— START OF Extract provided —

3. The gospel reshapes parenting by calling parents to become disciple-makers

So what happens when parents begin to see their children as potential or actual brothers and sisters in Christ? The writings of Paul provide us with a hint. The same apostle who called Timothy to encourage younger believers as Christian brothers and sisters also commanded fathers to nurture their offspring “in the discipline and instruction that comes from the Lord” (Eph. 6:4; see also Col. 3:21). In other letters, Paul applied these same two terms—discipline and instruction—to patterns that characterize disciple-making relationships among brothers and sisters in Christ. Discipline described one result of being trained in the words of God (2 Tim. 3:16). Instruction implied admonitions and guidance to avoid unwise behaviors and ungodly teachings (1 Cor. 10:11; Titus 3:10).

Seen in light of these texts, Paul’s command to nourish children in the “discipline and instruction” of Christ suggests that Paul was calling parents—and particularly fathers—to do far more than merely manage their children’s behaviors and provide their needs. As believers in Jesus Christ, we are called to relate to our children just as we would respond to non-believers in the world or young believers in our church, speaking the gospel to them and training them in the ways of Christ (Matt. 28:19-20). God’s creation and humanity’s fall have positioned parents as providers and disciplinarians. Through the gospel, Christian parents have been called to become disciple-makers as well.

This process of parental disciple-making is likely to look different in every household. In my household, it means a family devotional every Sunday evening, intertwined with daily prayers and weekly discipleship times with each of my children. In another household, it might look like a nightly family devotional combined with spiritual debriefings after movies and sporting events. In still other families, it could take the form of songs and Scriptures memorized in the car during morning commutes. The precise way that you disciple your children is negotiable; the practice itself is not. This is not to suggest, of course, that Christian parents should become their children’s sole instructors in Scripture! After all, the Great Commission to make disciples was given to the whole church as a calling to reach the whole world, including children (Matt. 28:19). Consistent practices of discipleship should, however, characterize parents’ priorities in every Christian household.

— END OF Extract provided —
— START OF Information provided —

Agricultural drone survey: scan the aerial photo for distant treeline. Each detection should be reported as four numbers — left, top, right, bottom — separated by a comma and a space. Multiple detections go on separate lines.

— END OF Information provided —

Required work:
a. Reproduce the parenting passage from "Seen in light" to "disciple-makers as well.".
b. Answer these questions from the parenting passage.
(i) Which two terms from Paul's command to fathers does the passage say he also applied to disciple-making relationships?
(ii) When does the family devotional take place in the writer's household?
(iii) According to the passage, to whom was the Great Commission to make disciples given?

Results for each task:
a.
Seen in light of these texts, Paul’s command to nourish children in the “discipline and instruction” of Christ suggests that Paul was calling parents—and particularly fathers—to do far more than merely manage their children’s behaviors and provide their needs. As believers in Jesus Christ, we are called to relate to our children just as we would respond to non-believers in the world or young believers in our church, speaking the gospel to them and training them in the ways of Christ (Matt. 28:19-20). God’s creation and humanity’s fall have positioned parents as providers and disciplinarians. Through the gospel, Christian parents have been called to become disciple-makers as well.

b.
(i) Discipline and instruction.
(ii) Every Sunday evening.
(iii) The whole church.